22.3.07

Un poco de historia, pensamientos, ideas y sobretodo Liberalismo

Para defender al principio de amor libre se necesitan dosis
parejas de inocencia y experiencia. Una vez desacralizados el
matrimonio, la familia y la dupla varón-mujer unidos “de por
vida”, ¿qué si no la inocencia puede vincular la libertad al amor,
en especial si a éste se lo entiende como pasión o atracción
entre seres de carne y hueso? La experiencia susurra al oído
que la fidelidad es imposible, que la monogamia es una ilusión
y que las leyes del deseo triunfan siempre sobre las leyes de la
costumbre. La inocencia grita que el amor sólo puede ser libre,
que la pluralidad de afectos es un hecho y que el deseo obedece
a un orden natural, anterior y superior a todo mandato social
establecido. Podría suponerse que inocencia equivale a ingenuidad, así
como experiencia a cinismo.

Nunca hubo algo más difícil que ser libertario en las cuestiones de
amor. Se puede serlo ante la autoridad, el trabajo o la propiedad,
pero ante los vaivenes del corazón no hay principio, norma
o idea que se sostenga firme en su sitio. ¿Hay alguien más
parecido a un esclavo que un enamorado?
En tiempos de relativa paz (es decir, sin guerras nacionales,
civiles o religiosas declaradas), los celos son las causa primera
de homicidios. En nombre del amor, el ser humano mata, posee
y somete a sus semejantes, al tiempo que es poseído por
una fuerza o potencia que irrumpe no se sabe bien de dónde y
lo arrastra hacia algún destino imposible de vaticinar. La posesión
es la antítesis de la libertad. ¿Cómo uno puede ser verdaderamente
libre cuando ama? Sólo mediante una reinvención
de la palabra amor.

El amor que aquí se llama libre es aquel que cuestiona toda doble
moral, hipocresía o cinismo. Como dice René Chaughi en “El
matrimonio es inmoral”: si dos personas desean unirse ante un
dios, nada hay que criticar. Todo lo contrario: el problema es el
carácter hipócrita de quienes aceptan someterse al rito religioso
sin haber pisado una iglesia desde la primera comunión. La
mentira pertenece, en esta concepción, al campo del enemigo.
El militante anarco-erótico sería, ante todo, un moralista.

(Extractos de un conjunto de datos de anotación de ubicaciones)

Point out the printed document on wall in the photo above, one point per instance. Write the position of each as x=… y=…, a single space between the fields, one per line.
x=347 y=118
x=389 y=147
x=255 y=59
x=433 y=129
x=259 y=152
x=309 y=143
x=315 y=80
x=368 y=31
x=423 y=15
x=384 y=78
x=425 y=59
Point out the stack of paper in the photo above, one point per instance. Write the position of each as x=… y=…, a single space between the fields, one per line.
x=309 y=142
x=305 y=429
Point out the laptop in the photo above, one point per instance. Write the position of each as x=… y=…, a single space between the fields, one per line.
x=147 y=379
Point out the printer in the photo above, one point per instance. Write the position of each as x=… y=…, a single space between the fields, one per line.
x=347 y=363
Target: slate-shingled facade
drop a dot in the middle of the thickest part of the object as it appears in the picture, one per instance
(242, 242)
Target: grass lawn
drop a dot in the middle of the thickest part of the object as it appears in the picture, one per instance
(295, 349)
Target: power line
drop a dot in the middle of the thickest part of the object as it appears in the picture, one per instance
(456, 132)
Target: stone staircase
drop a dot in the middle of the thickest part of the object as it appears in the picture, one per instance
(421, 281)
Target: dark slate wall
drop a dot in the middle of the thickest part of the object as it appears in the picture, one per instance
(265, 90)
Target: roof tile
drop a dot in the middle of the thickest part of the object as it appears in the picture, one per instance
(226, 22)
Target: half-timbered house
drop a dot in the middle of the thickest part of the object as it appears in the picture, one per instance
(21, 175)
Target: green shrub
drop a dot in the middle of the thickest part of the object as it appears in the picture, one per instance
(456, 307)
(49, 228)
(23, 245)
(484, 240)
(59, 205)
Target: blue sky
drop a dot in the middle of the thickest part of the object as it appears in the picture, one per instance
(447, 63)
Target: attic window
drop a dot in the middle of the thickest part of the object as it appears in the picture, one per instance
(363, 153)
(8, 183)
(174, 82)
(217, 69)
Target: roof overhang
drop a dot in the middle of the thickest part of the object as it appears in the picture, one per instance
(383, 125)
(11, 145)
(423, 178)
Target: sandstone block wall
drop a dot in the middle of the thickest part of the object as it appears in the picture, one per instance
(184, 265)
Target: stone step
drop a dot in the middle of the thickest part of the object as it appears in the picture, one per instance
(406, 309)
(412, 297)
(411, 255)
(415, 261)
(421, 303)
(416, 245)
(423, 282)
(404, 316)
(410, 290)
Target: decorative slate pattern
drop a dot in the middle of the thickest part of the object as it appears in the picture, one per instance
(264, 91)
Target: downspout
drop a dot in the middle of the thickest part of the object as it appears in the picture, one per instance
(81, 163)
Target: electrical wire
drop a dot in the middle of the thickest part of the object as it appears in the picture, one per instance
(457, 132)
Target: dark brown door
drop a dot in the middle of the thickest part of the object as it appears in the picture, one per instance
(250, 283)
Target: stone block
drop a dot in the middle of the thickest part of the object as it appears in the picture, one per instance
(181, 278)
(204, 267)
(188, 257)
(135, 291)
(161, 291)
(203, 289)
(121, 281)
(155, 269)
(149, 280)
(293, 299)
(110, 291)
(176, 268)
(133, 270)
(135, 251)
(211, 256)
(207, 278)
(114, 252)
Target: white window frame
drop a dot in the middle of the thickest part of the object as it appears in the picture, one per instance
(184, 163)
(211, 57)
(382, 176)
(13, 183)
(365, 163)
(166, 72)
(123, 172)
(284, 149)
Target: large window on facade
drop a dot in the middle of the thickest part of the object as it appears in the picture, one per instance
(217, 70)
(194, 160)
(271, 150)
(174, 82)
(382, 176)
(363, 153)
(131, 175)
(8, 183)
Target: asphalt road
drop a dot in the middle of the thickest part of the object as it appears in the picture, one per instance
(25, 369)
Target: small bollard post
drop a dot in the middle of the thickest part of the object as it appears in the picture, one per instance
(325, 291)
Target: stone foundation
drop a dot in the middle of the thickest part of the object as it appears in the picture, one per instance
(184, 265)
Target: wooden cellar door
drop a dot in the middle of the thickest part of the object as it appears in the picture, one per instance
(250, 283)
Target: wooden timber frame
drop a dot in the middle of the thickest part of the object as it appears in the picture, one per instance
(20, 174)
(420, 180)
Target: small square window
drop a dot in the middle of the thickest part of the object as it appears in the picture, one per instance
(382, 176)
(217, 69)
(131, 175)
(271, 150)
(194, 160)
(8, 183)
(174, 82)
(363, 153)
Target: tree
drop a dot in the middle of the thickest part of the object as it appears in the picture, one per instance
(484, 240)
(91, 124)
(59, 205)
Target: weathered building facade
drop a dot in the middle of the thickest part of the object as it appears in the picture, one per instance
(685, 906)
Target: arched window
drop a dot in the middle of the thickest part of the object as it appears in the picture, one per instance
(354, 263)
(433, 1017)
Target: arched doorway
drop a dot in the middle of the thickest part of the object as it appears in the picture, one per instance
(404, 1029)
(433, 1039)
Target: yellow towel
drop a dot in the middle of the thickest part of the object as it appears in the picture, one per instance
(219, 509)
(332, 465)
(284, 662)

- EJERCICIOS:
(1) Según el texto sobre el amor libre, ¿cuál es la primera causa de homicidios en tiempos de relativa paz?
(2) Prosigue el texto sobre el amor libre a partir de su última oración.

- RESPUESTAS POR TAREA:
(1) Los celos.

(2)
Durante mucho tiempo, amor libre fue sinónimo de unión
libre: una relación no sujeta a leyes civiles ni religiosas. En épocas
en las que el matrimonio era indisoluble y el divorcio un
horizonte polémico, la libertad de dos personas de unirse con
prescindencia de la ley y de separarse “cuando el amor llegue a
su fin” era motivo de escándalo pero no contenía necesariamente
la posterior idea de liberación sexual. Además, era por lo general
una definición de vínculo entre un varón y una mujer, no
entre dos o más mujeres ni entre dos o más varones. Esa propuesta
hoy puede ser vista como una demanda que cuestionaba
al matrimonio jurídico y a la moral del siglo XIX pero que, de
algún modo, quedaría obsoleta durante la segunda mitad del XX.
No obstante, el amor plural, la camaradería amorosa o el
“maridaje comunal” son relatos y prácticas que los anarquistas
que más pensaron sobre el tema ya manejaban hace casi ciento
cincuenta años como formas de relación en las cuales la expresión
“amor libre” significa literalmente aquello que hoy sugiere
a nuestros oídos. Los militantes que defendieron esos modelos
intentaron resolver acaso la cuestión más delicada que puede
plantearse entre dos que se aman: qué hacer cuando aparece
el deseo por otros u otras.

A ese deseo se lo puede negar. O puede reconocerse su irrupción
aunque se utilicen instrumentos de contención o represión.
Puede satisfacérselo con encuentros ocasionales prohibidos
pero intentando autocontrolarse (“no voy a enamorarme”).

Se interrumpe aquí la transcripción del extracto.